BEGIN Data records
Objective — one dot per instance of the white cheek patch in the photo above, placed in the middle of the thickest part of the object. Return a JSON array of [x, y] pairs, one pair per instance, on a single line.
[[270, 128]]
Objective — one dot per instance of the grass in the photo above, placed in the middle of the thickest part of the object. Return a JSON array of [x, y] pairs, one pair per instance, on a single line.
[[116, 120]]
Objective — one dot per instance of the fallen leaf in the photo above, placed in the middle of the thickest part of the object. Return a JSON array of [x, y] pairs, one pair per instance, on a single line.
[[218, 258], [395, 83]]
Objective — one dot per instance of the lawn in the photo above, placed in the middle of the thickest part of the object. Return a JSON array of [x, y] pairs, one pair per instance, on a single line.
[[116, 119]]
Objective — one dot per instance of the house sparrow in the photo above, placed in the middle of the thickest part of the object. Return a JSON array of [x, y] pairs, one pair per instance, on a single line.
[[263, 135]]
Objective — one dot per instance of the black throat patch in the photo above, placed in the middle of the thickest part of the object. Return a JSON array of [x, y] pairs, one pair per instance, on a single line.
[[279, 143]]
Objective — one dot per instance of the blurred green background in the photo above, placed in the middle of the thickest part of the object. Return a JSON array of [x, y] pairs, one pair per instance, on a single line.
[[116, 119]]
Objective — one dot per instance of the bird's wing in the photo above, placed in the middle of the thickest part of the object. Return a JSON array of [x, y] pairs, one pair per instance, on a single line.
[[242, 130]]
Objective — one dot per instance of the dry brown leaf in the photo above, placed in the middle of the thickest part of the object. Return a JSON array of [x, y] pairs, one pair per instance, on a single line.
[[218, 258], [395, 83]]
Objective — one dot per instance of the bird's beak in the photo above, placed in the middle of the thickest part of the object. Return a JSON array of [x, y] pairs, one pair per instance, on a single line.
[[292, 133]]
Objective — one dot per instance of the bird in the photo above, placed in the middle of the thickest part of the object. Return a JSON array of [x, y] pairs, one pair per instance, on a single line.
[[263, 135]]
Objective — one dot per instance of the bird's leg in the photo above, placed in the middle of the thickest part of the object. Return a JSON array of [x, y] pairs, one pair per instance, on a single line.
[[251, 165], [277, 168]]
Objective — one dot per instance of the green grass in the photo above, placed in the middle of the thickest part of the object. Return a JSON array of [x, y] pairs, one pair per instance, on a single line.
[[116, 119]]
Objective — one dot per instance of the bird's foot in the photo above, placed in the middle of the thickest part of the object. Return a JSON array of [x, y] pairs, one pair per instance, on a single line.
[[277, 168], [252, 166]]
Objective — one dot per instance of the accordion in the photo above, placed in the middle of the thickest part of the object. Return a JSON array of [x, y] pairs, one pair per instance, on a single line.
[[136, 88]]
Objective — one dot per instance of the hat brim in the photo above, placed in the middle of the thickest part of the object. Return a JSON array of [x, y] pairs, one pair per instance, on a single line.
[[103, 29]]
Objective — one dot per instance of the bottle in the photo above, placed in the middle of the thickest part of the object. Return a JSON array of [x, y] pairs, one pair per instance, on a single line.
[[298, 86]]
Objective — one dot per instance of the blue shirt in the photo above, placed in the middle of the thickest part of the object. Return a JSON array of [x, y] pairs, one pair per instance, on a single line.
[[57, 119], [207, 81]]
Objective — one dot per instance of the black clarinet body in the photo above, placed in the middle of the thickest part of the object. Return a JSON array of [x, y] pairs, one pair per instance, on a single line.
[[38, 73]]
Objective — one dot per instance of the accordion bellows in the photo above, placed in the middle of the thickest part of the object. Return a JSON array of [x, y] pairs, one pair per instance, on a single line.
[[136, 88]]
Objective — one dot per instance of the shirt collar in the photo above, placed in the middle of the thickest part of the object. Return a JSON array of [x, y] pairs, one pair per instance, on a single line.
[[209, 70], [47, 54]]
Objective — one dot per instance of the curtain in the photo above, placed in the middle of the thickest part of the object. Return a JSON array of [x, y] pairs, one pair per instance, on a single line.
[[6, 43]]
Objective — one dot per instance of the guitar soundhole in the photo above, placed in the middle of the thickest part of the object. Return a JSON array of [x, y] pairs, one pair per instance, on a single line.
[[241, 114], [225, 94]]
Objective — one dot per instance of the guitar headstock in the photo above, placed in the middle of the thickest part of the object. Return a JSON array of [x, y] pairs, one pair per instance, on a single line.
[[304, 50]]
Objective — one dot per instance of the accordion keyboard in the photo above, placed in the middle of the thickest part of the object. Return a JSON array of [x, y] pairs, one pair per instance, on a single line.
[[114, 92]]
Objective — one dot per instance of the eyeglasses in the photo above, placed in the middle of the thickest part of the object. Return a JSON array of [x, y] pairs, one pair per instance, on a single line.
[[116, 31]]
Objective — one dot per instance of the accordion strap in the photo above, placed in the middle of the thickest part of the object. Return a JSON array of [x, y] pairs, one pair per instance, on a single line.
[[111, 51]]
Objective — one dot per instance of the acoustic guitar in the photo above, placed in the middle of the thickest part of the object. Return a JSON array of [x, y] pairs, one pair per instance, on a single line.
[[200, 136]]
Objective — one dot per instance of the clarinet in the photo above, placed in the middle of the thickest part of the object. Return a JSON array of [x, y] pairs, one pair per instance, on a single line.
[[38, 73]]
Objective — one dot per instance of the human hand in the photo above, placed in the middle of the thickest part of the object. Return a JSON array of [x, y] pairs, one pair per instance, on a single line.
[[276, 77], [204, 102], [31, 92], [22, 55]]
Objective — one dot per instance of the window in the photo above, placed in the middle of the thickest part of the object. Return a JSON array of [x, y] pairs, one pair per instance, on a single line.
END Data records
**What you are asked to do:**
The answer should be the entries, given again without a single difference.

**Answer section:**
Objective — one dot per instance of the white cheek patch in the photo above, placed in the middle of the thickest part of the object. Return a JSON array of [x, y] pairs, one pair per instance, on a single line.
[[270, 128]]
Objective — one dot per instance of the grass in the photo above, placed in the middle of the thickest part of the object. Return a JSON array of [x, y] pairs, one pair per instance, on a single line.
[[116, 120]]
Objective — one dot per instance of the fallen leaf in the photo above, placed in the middle of the thickest part of the object. Return a JSON array of [x, y] pairs, one pair per instance, on a single line.
[[218, 258], [395, 83]]
Objective — one dot per instance of the lawn in the photo above, placed in the middle of the thickest part of the object. Return a JSON array of [x, y] pairs, one pair per instance, on a single line.
[[116, 119]]
Objective — one dot per instance of the house sparrow in the photo above, placed in the middle of the thickest part of the object. Return a JSON array of [x, y] pairs, one pair per instance, on a single line.
[[263, 135]]
Objective — one dot per instance of the black throat patch in the photo above, placed in the middle of the thickest part of the object. Return a JSON array of [x, y] pairs, one pair per instance, on a single line.
[[279, 143]]
Objective — one dot per instance of the blurred green background in the photo above, placed in the middle of the thickest part of the object. Return a JSON array of [x, y] pairs, one pair per instance, on a single line.
[[116, 119]]
Objective — one dot per instance of the bird's wing in the photo above, placed in the middle of the thickest part of the object. Return a JSON array of [x, y] pairs, one pair per instance, on a single line.
[[242, 130]]
Objective — one dot per instance of the dry brown leaf in the photo above, placed in the middle of the thickest part of the object. Return a JSON array of [x, y] pairs, one pair per instance, on a single line.
[[218, 258], [395, 83]]
Objective — one dot per instance of the bird's beak in the photo above, placed in the middle of the thickest part of the object. Return a JSON array of [x, y] pairs, one pair per instance, on a single line.
[[292, 133]]
Objective — one dot per instance of the bird in the photo above, placed in the middle of the thickest part of the object. Return a JSON array of [x, y] pairs, one pair per instance, on a single line.
[[263, 135]]
Objective — one dot per instance of the bird's leg in the photo above, placed in the middle of the thickest part of the object. Return a JSON array of [x, y] pairs, one pair per instance, on a single line.
[[251, 165], [277, 168]]
Objective — one dot per instance of the green grass in the photo above, placed in the middle of the thickest part of the object. Return a JSON array of [x, y] pairs, one pair per instance, on a single line.
[[116, 119]]
Objective — one dot per instance of the bird's foot in the photo above, placed in the middle of the thickest part of the object. Return a JSON array of [x, y] pairs, one pair per instance, on a single line.
[[277, 168], [252, 166]]
Objective — one dot per instance of the accordion in the photo above, placed in the middle of the thickest part of the object. Return a JSON array of [x, y] pairs, one pair per instance, on a single line.
[[136, 88]]
Objective — one dot per instance of the hat brim in the photo above, placed in the middle of the thickest part of the object. Return a JSON array of [x, y] pairs, one pair per instance, on a single line.
[[103, 29]]
Objective — one dot per instance of the bottle in the photo above, placed in the middle of the thickest part of the object. Return a JSON array of [x, y] pairs, one pair per instance, on a single line.
[[298, 86]]
Objective — one dot per instance of the blue shirt in the photo above, placed in the middle of the thickest part of the object. Return a JSON array of [x, y] pairs, one pair per instance, on a single line.
[[57, 119], [207, 81]]
Objective — one dot per instance of the black clarinet body in the photo above, placed in the middle of the thickest part of the object. Return a JSON array of [x, y] pairs, one pair per instance, on a single line.
[[38, 73]]
Objective — one dot per instance of the accordion bellows in the photo above, placed in the middle of the thickest part of the object. Return a JSON array of [x, y] pairs, one pair per instance, on a single line.
[[136, 88]]
Objective — one dot per instance of the shirt collar in the photo above, placed in the middle of the thickest part of the object. Return a JSON array of [x, y] pairs, one pair per instance, on a single line.
[[209, 70], [47, 54]]
Objective — one dot per instance of the curtain in the photo above, placed in the middle of the thickest part of the object. Return a JSON array of [x, y] pairs, one pair per instance, on a single line.
[[6, 43]]
Objective — one dot per instance of the guitar soundhole in the photo above, placed in the middle of the thickest part of the object. Return a JSON array of [x, y] pairs, one pair per instance, on a single line.
[[241, 114], [225, 94]]
Objective — one dot per instance of the guitar headstock in the photo above, placed in the middle of the thickest part of the object. Return a JSON array of [x, y] pairs, one pair per instance, on a single line.
[[304, 50]]
Objective — one dot per instance of the accordion keyboard in the photo above, placed in the middle of the thickest part of the object. Return a JSON array of [x, y] pairs, one pair per instance, on a single line.
[[114, 92]]
Objective — one dot per instance of the eyeglasses in the photo above, placed in the middle of the thickest part of the object. Return a JSON array of [x, y] pairs, one pair per instance, on a single line.
[[116, 31]]
Objective — one dot per instance of the accordion strap in the photo above, placed in the middle of the thickest part of the object. Return a JSON array of [x, y] pairs, one pair per instance, on a single line.
[[111, 51]]
Objective — one dot per instance of the acoustic guitar in the photo above, placed in the middle of the thickest part of the object. Return a JSON array of [x, y] pairs, one pair per instance, on a single line.
[[200, 136]]
Objective — one dot per instance of the clarinet in the photo above, placed in the middle of the thickest part of the object. Return a JSON array of [x, y] pairs, one pair per instance, on a single line.
[[38, 73]]
Objective — one dot per instance of the human hand in the photo above, placed in the middle of the thickest part of the object. Return a JSON array of [x, y] pairs, one pair per instance, on a single line.
[[276, 77], [204, 102], [31, 92], [22, 55]]
Objective — one dot per instance of the window in the photo above, placed in the middle of the thickest part of the object. Return a JSON array of [x, y] pairs, one pair per instance, on a single line.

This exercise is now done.